Given records>
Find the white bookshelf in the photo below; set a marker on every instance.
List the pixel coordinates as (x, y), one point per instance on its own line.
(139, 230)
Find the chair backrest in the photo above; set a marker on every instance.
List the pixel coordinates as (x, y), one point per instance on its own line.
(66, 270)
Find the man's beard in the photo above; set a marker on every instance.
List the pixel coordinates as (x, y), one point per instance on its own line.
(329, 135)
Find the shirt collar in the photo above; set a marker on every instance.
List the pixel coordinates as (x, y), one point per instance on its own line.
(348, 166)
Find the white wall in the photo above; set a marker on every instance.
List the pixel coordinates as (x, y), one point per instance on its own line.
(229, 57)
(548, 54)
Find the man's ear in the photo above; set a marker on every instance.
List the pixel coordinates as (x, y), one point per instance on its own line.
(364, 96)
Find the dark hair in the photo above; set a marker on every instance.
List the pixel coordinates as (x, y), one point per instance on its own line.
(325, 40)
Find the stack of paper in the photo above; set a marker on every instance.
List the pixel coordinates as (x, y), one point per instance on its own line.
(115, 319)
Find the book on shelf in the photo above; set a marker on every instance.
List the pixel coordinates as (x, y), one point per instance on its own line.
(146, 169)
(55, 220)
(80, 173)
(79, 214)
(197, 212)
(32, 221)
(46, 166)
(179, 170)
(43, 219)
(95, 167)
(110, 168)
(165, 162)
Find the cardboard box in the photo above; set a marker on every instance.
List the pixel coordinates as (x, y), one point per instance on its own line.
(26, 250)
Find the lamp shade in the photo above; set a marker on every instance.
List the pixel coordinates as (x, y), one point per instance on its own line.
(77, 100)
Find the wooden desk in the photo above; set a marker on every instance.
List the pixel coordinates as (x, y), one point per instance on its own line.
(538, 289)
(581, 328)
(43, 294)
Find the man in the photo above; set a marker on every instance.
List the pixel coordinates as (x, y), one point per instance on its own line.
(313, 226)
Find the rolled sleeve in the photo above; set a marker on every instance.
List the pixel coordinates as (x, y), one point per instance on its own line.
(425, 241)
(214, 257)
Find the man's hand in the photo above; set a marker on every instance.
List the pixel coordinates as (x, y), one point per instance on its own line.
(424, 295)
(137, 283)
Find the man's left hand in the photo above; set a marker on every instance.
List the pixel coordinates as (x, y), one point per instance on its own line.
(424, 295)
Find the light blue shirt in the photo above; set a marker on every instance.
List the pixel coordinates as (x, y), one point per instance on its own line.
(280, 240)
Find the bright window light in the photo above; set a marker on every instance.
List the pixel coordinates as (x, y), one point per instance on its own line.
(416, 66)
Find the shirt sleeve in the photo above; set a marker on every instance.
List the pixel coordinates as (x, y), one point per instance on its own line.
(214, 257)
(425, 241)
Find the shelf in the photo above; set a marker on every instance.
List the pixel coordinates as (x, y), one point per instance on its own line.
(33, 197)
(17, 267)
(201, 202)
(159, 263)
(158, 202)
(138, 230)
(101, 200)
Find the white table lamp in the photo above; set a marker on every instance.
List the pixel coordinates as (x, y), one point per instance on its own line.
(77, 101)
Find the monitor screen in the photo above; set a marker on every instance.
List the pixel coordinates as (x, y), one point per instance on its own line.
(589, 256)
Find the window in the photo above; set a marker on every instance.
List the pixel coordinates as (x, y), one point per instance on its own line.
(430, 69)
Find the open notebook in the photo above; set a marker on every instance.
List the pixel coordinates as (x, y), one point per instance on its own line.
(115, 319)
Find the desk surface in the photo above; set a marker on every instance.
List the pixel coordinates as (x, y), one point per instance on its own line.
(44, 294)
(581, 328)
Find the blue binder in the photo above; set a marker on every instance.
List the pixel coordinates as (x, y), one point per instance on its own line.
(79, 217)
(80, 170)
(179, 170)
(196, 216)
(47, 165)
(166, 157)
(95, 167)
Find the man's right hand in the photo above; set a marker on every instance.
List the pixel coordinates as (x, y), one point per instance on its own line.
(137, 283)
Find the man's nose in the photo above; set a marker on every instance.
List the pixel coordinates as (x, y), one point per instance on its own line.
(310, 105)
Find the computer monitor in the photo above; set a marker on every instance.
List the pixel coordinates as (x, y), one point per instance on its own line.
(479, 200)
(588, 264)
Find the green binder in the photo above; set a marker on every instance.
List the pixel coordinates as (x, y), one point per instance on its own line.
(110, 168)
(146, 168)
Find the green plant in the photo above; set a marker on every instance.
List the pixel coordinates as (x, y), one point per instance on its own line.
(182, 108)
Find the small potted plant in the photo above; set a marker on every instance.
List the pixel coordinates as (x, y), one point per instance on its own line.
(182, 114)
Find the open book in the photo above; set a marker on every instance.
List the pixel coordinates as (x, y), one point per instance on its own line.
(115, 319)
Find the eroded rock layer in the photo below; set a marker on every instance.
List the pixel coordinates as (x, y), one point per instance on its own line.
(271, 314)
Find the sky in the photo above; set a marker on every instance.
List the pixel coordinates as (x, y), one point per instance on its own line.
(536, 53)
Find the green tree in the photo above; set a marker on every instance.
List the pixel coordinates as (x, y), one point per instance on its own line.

Requirement> The lines to quote run from the one containing "Find the open book" through the final line of the material above; please give them exactly, both ends included, and nothing else.

Written answer>
Find the open book in the photo above; set a marker on every instance.
List the pixel coordinates as (x, y), one point per instance on its own line.
(115, 319)
Find the eroded rock layer in the photo below; set a marker on every instance.
List the pixel coordinates as (x, y), one point per instance on its own line.
(271, 314)
Find the sky in the photo above; set a marker on every instance.
List the pixel coordinates as (x, y), one point per instance on its own line.
(536, 53)
Find the green tree in the photo above; set a marker on every instance.
List the pixel coordinates as (x, y), one point per instance on its own line.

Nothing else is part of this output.